### Instrução
Segundo o trecho do documento, que livro foi a leitura de cabeceira de Felipão durante a Copa de 2002?

A “família Scolari” retorna à Granja Comary. Nos tempos em que a residência do selecionado nacional era a Toca da Raposa também havia uma família. A figura do pai, ao mesmo tempo rígido e carinhoso, que ensina pacientemente e também cobra determinado comportamento, dentro e fora do campo, é marca comum de Telê e Felipão. A propósito, vige no país certa cultura de valorizar esse tipo de relação paternal como condição necessária para o bom andamento dos times. Premissa não necessariamente comprovada na prática: se, por um lado, essa postura dos treinadores facilita a organização de um grupo de jogadores naturalmente difícil de se lidar, repleto de vaidades e arroubos de rebeldia, por outro lado, os atritos ríspidos são inevitáveis. Brigas fizeram parte da carreira dos dois treinadores não só com seus atletas, como também com dirigentes, jornalistas, torcedores e até com outros treinadores.
Se a figura do pai remete tanto a Telê como a Felipão, alguns dos princípios de conduta transmitidos aos filhos, ou melhor, aos jogadores são bem diferentes, para não dizer antagônicos. Telê não abria mão do jogo limpo, na bola, além da técnica apurada, do futebol bem jogado como meio para chegar à vitória. Perna-de-pau não tinha lugar com ele, muito menos os chegados em um pontapé na canela do adversário. Certa vez, passou uma descompostura no jogador Zé Elias, durante um programa de televisão, porque, no seu entendimento, o então volante do Corinthians era desleal com seus companheiros de profissão. Scolari, por sua vez, é um dos principais expoentes da escola gaúcha, do jogo duro, combativo, que não concebe a vitória no futebol através da beleza, mas da postura de guerreiros em uma batalha. Não é à toa que “A arte da guerra”, de Sun Tzu, foi seu livro de cabeceira durante a Copa de 2002. Além do mais, algumas das nossas tradicionais malandragens – tais como provocar o adversário ou pressionar a arbitragem –, eram repudiadas por Telê na mesma intensidade com que são incentivadas por Felipão. Em outras palavras: para Telê, futebol é jogo para artistas; para Felipão, é peleja de macho.

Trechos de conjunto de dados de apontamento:
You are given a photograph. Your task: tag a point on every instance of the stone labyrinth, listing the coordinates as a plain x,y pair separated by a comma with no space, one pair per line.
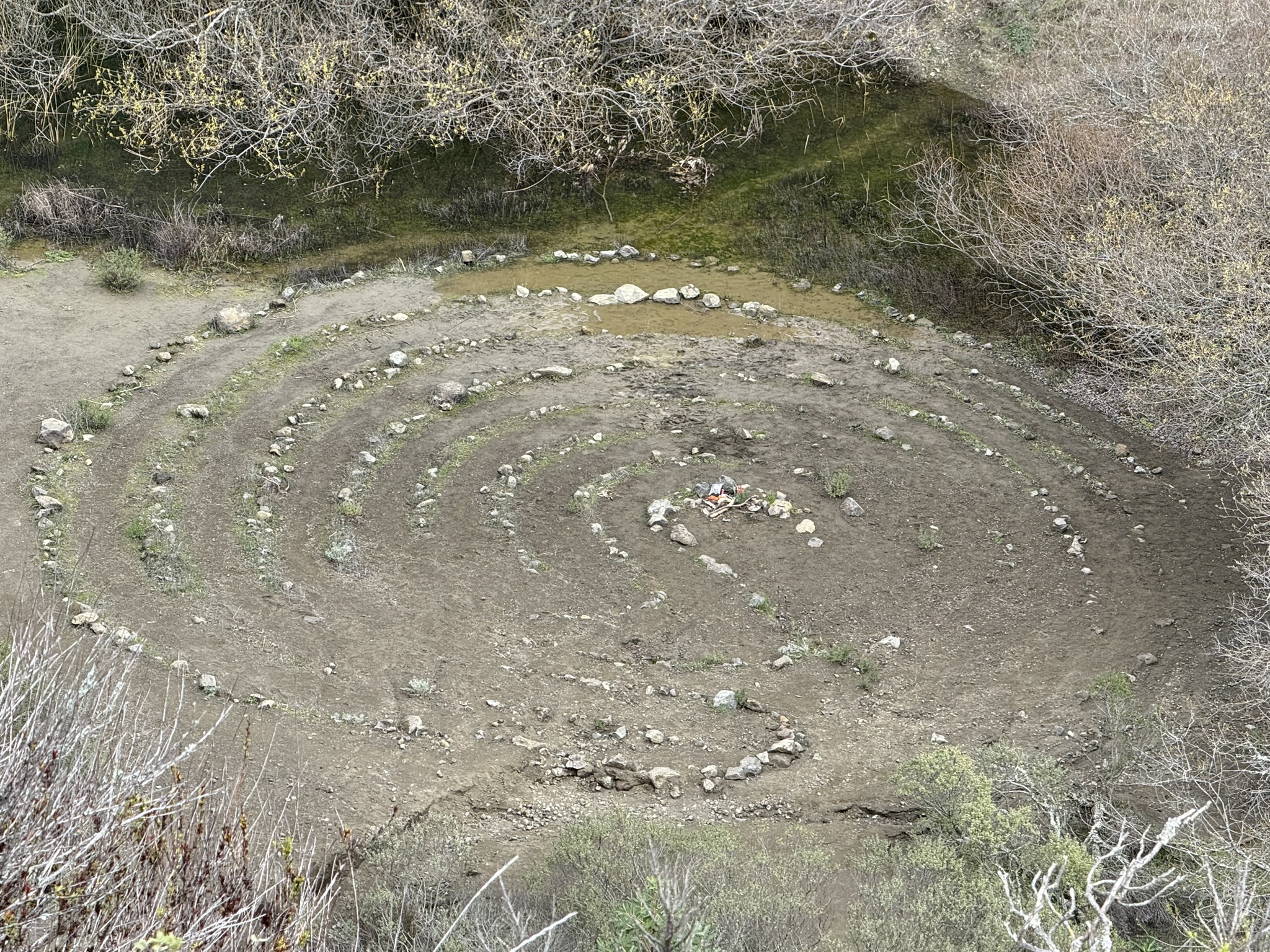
454,549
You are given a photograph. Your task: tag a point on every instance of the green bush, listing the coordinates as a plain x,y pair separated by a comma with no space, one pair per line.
89,416
837,484
120,270
745,886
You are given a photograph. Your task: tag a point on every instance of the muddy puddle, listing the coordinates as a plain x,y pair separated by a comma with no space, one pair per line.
651,318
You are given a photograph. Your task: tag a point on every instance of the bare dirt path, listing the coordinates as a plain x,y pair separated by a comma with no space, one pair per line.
322,546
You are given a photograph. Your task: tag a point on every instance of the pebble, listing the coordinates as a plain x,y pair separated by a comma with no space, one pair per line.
850,507
630,294
681,535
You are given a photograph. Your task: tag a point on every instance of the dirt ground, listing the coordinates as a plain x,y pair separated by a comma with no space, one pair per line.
551,624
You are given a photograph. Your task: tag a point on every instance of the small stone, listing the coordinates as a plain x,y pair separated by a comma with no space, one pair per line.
681,535
556,372
231,320
54,433
726,699
450,392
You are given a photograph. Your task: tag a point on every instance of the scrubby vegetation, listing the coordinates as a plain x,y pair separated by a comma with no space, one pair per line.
174,236
120,270
343,89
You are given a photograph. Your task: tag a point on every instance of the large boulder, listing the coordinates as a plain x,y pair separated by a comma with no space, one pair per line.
231,320
55,432
630,294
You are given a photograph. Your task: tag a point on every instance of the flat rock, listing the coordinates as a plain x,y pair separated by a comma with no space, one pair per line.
556,372
660,776
55,432
450,392
726,699
630,294
681,535
231,320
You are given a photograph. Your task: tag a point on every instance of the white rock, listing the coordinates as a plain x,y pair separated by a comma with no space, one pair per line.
557,372
660,776
231,320
726,699
54,433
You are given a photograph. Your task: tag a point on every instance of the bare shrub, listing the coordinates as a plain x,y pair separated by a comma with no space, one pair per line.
1127,209
178,236
61,211
115,835
343,88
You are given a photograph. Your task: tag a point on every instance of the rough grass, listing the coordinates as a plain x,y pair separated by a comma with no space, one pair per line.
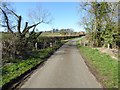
105,68
13,70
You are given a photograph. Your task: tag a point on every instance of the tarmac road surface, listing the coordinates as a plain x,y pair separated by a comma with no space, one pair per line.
64,69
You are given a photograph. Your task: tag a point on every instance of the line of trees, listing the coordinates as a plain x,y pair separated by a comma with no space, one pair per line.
101,23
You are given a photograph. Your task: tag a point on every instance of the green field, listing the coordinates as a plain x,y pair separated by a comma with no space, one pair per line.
103,66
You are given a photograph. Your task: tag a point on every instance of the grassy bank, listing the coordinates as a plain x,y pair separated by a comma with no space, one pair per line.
13,70
102,66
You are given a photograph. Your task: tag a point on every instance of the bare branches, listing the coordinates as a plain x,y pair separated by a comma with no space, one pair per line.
12,12
19,24
7,21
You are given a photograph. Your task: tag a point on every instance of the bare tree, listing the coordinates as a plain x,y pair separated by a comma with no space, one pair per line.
9,15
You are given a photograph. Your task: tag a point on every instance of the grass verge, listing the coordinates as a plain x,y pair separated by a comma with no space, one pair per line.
14,70
102,66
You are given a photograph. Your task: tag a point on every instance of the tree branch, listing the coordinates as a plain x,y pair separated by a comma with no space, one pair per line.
7,21
13,12
19,24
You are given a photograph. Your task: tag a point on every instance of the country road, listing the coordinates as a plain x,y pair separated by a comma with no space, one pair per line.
64,69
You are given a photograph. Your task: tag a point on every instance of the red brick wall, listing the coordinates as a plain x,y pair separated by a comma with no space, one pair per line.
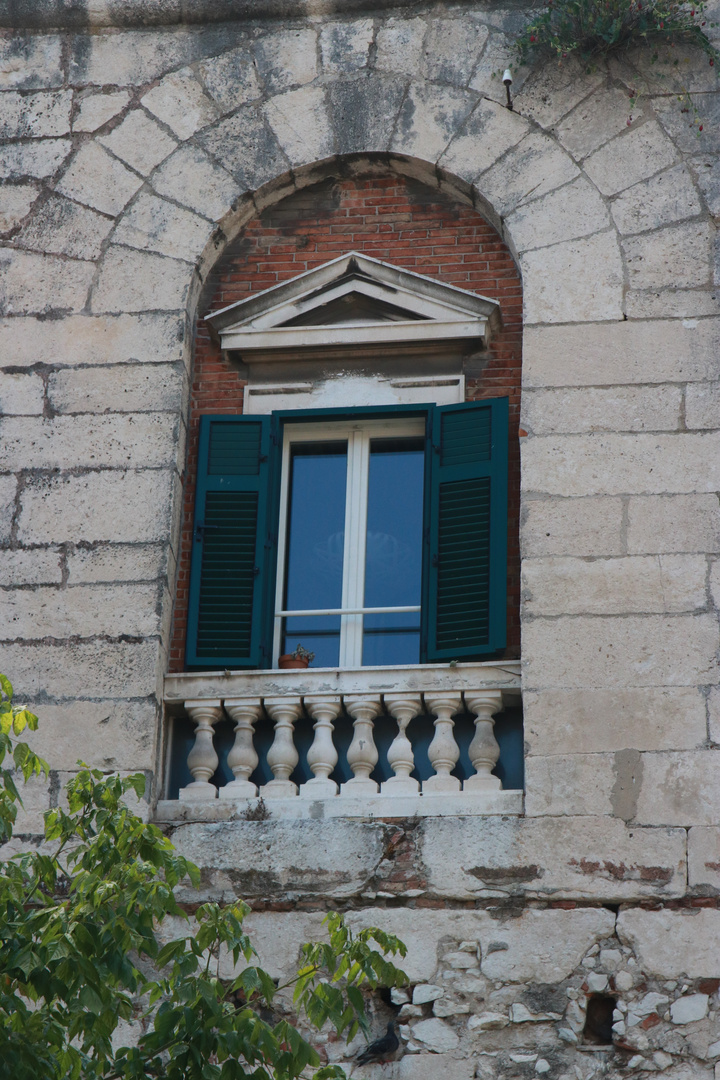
390,218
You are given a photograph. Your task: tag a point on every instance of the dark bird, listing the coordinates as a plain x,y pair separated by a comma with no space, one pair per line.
381,1049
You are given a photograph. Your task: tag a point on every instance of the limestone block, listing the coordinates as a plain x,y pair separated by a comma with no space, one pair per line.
21,394
629,158
678,256
15,202
301,123
96,109
566,721
65,228
32,283
591,526
575,281
364,111
344,46
660,583
190,177
287,58
30,61
139,142
634,650
597,463
96,669
573,211
704,858
533,167
82,339
624,352
429,118
669,944
180,102
155,225
98,180
231,79
135,281
680,787
399,45
41,159
619,408
121,507
124,389
666,198
674,523
569,784
451,50
488,133
34,116
570,856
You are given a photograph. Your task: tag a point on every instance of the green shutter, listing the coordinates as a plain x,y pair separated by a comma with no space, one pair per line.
231,550
465,576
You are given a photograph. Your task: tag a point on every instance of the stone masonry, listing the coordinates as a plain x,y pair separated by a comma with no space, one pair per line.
139,142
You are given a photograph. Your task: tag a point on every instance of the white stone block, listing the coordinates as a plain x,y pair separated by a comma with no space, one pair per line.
99,180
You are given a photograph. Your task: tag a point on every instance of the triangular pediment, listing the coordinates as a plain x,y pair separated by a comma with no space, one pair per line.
354,300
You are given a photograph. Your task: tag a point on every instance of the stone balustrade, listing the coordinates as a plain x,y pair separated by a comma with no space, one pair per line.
401,697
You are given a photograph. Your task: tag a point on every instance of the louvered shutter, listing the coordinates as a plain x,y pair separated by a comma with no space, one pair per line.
231,551
467,531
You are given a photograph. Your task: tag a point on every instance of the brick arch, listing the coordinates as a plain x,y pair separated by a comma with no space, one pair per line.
390,216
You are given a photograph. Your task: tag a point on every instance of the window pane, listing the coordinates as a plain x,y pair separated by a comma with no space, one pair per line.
393,565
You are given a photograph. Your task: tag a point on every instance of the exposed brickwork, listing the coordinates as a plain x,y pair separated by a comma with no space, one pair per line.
389,218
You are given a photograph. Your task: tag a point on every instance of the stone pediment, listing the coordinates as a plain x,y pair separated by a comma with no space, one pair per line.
354,300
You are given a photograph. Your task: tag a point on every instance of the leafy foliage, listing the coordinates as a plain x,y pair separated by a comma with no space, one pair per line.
84,946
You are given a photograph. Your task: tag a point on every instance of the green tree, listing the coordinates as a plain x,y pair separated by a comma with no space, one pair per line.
81,949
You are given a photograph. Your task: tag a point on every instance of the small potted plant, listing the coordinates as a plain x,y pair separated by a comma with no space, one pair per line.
300,658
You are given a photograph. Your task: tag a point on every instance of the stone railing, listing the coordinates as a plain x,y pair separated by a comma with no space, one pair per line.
363,694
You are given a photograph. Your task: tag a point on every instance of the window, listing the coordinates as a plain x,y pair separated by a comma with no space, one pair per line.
371,536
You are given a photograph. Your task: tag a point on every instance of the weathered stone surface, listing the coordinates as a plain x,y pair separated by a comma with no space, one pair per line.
613,464
31,283
35,116
680,787
704,856
139,142
620,408
98,180
86,508
578,858
674,523
576,281
674,943
135,281
21,394
64,228
80,611
591,526
190,177
566,721
662,583
85,339
624,352
630,158
635,650
96,109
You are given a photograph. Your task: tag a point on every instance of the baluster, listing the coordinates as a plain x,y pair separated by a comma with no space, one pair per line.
362,753
404,707
202,759
322,756
242,758
484,750
443,751
282,756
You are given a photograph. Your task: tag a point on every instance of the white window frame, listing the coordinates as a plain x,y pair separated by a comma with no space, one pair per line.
358,434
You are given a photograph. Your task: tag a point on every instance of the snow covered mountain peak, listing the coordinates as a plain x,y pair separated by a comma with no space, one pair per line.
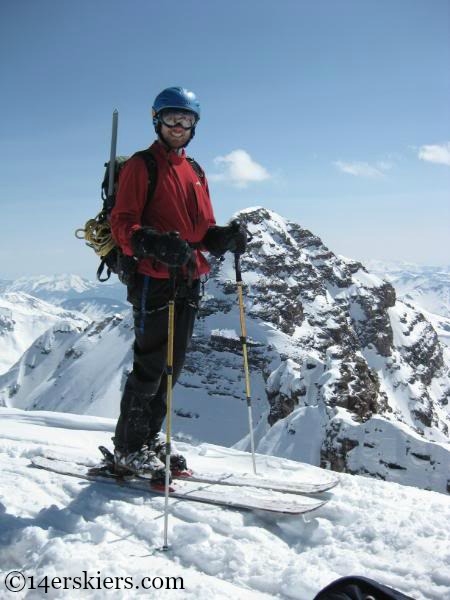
343,373
51,283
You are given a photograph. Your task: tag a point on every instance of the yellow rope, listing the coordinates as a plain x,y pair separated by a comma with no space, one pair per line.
97,233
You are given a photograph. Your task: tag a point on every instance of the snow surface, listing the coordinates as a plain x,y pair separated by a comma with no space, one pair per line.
59,526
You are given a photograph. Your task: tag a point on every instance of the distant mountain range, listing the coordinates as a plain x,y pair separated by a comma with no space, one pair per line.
426,288
344,373
92,298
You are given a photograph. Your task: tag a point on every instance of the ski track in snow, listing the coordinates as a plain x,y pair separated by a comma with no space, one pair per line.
59,526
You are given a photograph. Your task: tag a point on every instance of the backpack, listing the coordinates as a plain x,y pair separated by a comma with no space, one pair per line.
97,231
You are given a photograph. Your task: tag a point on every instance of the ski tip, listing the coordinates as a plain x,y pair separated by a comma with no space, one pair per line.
183,474
160,487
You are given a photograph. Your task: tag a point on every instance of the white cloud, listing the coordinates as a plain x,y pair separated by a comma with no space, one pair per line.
436,153
239,168
363,169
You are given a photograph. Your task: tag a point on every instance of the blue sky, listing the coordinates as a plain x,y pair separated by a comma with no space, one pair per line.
333,113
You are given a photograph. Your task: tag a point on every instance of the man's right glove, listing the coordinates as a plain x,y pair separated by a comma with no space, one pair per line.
168,248
232,238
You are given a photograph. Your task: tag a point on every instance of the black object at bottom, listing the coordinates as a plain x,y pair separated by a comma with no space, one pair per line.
359,588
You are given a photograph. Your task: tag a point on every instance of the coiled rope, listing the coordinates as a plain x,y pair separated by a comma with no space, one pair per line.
97,235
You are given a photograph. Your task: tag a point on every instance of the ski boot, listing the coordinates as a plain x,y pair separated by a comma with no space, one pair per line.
178,465
143,463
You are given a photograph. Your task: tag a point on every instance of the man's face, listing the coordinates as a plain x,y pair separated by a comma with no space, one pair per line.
175,137
176,127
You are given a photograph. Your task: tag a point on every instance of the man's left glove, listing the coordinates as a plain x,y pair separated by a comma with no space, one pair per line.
168,248
232,238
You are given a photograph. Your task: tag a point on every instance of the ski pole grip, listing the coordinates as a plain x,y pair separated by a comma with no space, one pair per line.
237,267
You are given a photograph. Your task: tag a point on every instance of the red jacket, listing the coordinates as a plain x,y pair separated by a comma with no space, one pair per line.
180,203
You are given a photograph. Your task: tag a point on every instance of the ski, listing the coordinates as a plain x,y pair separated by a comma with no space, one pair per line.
237,497
236,480
246,479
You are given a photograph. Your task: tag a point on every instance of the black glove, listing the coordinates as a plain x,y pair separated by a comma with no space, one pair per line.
168,248
232,237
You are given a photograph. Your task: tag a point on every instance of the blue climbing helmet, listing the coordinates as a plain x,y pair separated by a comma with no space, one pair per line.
175,97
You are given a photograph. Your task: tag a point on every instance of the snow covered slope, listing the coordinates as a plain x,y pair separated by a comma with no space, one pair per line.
426,288
96,300
24,318
55,526
343,373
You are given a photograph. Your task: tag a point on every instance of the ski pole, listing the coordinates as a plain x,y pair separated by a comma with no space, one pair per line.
237,266
169,372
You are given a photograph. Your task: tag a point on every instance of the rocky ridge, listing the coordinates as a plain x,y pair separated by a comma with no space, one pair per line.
343,374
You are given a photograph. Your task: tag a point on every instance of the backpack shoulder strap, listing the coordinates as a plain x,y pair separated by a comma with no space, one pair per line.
152,170
197,168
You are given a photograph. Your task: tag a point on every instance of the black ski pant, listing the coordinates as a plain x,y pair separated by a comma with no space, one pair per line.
143,404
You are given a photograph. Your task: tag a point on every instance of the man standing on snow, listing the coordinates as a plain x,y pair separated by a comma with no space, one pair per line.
170,231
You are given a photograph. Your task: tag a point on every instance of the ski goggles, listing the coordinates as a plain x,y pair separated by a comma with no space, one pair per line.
177,118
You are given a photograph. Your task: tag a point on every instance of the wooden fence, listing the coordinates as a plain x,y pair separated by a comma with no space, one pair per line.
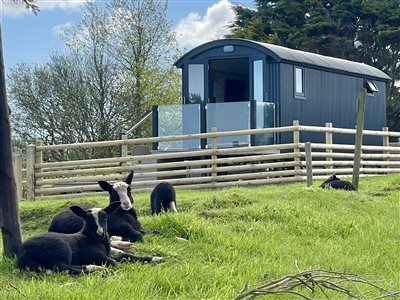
207,168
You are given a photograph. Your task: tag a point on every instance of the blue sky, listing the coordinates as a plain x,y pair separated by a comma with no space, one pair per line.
29,38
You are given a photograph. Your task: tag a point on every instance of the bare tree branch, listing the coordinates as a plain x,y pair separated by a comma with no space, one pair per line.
30,5
352,285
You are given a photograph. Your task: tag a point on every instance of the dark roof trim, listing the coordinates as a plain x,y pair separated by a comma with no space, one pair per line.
283,54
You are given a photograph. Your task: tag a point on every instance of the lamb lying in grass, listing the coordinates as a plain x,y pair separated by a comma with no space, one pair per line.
124,222
338,184
81,252
163,196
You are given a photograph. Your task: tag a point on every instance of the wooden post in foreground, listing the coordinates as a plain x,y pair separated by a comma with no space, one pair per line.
309,164
296,149
329,141
214,146
30,172
17,165
359,135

### Resposta esperada
“A arte da guerra”, de Sun Tzu.